Texto para análise
Geledés – Outro ponto importante apontado pela pesquisa é de que as crianças filhas de usuárias de crack são mais vulneráveis à negligência do Estado. Por favor, explique.

A mulher acaba de ter seu bebê e por motivos médicos afirma que usou drogas durante a gestação, preocupada com seu bebê. Essa informação é anotada, e é verificado se há ou não “risco psicossocial” por parte dessa mulher para com seu bebê. Existe a preocupação de “o bebê ir para as ruas”. Mas e a mãe? Ela vai voltar a morar nas ruas no puerpério? Subitamente, só se enxerga o bebê e o melhor para o bebê é, sem dúvida, estar em um abrigo, com comida, com teto, com cuidados. A mãe é vista como um risco para esse bebê, e especialmente, os serviços e profissionais têm medo de serem responsabilizados pelas instâncias judiciais por “terem deixado a mãe sair com o bebê” e optam pela notificação das varas da infância e ministério público. Em Belo Horizonte, houve uma portaria que obrigava os profissionais a notificarem todos os nascimentos de filhos de mulheres com histórico de uso de drogas!

Se a alternativa das mulheres for voltar às ruas com seus bebês, é claro que as separações vão continuar acontecendo. É preciso que os órgãos de justiça atuem para a adequação e ampliação da rede de cuidados para prevenção da judicialização, que pressionem os poderes executivos a exercer esse cuidado, que ajudem a rede de atendimento a funcionar, o que não ocorre.

Geledés – Qual deveria ser o procedimento com os bebês em caso de mães usuárias de drogas?

O que fazer
Copie sem alterações, do texto acima sobre mães usuárias de crack e seus bebês, o trecho que começa em "Se a alternativa" e termina em "usuárias de drogas?".

Trecho da listagem

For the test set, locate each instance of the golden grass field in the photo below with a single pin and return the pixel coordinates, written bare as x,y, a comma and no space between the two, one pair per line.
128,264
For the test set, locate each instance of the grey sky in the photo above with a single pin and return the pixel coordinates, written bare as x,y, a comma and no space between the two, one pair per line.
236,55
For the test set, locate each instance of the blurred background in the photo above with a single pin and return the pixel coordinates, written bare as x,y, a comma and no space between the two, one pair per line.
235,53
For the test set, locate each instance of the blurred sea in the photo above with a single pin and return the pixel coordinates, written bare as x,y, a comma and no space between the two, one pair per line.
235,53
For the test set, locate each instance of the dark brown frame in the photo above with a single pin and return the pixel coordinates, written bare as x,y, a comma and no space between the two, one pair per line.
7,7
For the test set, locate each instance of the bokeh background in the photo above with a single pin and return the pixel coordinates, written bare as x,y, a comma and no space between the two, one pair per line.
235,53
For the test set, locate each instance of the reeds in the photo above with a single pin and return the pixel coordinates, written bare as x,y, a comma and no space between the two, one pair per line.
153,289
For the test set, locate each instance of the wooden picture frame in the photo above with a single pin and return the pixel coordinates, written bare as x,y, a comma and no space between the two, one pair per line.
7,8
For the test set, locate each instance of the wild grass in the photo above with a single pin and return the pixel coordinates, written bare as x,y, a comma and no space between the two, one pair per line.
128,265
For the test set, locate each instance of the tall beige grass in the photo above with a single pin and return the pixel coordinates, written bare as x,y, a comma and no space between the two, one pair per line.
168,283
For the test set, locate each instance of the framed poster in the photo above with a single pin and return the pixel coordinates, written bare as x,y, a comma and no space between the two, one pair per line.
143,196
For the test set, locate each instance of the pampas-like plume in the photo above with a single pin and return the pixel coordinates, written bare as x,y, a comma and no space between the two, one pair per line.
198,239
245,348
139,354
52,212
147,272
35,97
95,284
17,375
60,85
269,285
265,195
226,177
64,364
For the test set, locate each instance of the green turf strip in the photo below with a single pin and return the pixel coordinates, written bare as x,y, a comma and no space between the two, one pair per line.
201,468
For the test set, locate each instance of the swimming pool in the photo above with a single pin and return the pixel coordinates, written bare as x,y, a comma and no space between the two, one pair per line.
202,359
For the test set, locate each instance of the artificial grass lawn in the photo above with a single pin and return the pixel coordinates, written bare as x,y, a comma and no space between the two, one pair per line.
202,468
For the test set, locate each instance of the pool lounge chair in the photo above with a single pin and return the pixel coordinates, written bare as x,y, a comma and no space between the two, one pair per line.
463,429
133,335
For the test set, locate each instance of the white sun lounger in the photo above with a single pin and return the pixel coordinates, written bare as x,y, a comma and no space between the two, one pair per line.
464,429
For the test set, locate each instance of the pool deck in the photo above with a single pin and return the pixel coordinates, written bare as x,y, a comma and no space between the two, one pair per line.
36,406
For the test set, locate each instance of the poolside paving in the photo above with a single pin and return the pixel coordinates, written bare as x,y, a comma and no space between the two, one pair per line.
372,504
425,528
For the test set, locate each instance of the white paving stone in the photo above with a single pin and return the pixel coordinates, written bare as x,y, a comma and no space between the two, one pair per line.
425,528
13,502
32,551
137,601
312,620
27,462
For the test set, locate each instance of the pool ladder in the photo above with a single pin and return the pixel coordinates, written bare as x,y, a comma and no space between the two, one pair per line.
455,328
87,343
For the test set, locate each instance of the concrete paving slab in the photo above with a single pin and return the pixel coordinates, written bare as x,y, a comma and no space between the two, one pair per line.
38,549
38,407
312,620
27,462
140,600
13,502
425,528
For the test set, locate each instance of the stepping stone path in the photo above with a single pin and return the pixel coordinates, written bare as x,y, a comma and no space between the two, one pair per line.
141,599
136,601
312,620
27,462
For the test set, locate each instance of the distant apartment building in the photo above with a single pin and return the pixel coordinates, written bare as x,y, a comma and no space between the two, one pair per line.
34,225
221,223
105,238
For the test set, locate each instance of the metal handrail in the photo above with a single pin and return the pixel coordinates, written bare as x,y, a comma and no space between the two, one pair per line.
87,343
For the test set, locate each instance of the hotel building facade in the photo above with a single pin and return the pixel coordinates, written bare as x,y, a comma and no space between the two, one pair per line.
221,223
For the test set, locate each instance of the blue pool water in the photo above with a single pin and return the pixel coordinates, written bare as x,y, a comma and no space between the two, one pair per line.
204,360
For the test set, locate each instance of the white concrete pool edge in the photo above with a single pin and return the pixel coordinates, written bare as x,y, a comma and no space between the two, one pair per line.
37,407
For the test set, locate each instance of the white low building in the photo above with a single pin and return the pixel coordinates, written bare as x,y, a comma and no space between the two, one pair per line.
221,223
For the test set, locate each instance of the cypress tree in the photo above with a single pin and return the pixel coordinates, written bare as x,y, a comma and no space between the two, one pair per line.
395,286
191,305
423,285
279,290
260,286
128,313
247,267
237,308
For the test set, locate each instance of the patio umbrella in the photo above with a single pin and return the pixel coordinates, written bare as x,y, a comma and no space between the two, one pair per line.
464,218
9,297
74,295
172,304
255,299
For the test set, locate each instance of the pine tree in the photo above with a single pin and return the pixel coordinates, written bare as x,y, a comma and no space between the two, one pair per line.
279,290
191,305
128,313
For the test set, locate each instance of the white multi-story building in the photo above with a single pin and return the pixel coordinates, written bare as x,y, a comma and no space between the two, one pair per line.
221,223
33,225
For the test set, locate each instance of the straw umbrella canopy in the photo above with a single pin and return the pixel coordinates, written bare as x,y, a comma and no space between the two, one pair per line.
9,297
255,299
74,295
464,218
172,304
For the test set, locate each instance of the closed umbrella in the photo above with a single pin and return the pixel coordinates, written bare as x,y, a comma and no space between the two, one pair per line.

Resposta
Se a alternativa das mulheres for voltar às ruas com seus bebês, é claro que as separações vão continuar acontecendo. É preciso que os órgãos de justiça atuem para a adequação e ampliação da rede de cuidados para prevenção da judicialização, que pressionem os poderes executivos a exercer esse cuidado, que ajudem a rede de atendimento a funcionar, o que não ocorre.

Geledés – Qual deveria ser o procedimento com os bebês em caso de mães usuárias de drogas?